INSTRUCTIONS FOR THE TASK -
Write out each line of the records that has "crow" in it.

RECORDS Block Start

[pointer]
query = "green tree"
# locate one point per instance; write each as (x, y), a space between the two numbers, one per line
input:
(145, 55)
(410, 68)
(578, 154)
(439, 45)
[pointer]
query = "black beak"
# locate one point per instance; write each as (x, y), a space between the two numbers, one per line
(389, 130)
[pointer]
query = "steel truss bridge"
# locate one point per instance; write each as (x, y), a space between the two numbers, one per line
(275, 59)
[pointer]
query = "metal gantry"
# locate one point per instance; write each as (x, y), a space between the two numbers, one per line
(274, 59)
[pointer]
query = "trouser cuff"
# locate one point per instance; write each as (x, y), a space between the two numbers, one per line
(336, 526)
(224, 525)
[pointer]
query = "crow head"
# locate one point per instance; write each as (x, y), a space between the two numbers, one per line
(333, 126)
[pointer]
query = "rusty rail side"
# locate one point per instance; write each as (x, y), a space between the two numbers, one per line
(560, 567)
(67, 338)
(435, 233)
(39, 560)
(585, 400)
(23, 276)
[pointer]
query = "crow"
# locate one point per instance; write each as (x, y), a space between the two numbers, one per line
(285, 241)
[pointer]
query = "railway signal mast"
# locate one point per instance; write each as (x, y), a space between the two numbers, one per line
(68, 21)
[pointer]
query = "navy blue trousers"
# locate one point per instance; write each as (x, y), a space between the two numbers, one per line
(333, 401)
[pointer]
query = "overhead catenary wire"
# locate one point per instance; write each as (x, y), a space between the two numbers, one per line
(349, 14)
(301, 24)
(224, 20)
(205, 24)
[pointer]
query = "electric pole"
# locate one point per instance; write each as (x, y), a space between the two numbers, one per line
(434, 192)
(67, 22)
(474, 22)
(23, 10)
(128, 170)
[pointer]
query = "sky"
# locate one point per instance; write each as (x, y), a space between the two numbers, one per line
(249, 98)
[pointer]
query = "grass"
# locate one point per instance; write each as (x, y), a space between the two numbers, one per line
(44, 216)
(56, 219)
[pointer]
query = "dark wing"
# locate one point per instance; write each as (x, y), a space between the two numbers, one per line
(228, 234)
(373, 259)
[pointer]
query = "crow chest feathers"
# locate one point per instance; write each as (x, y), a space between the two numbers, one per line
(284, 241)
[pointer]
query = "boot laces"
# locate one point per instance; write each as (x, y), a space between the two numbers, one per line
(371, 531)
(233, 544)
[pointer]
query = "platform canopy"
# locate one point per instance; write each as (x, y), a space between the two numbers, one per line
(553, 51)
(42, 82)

RECORDS Block End

OUTPUT FOR THIS TASK -
query = "crow head"
query = "crow"
query = "crow chest feathers"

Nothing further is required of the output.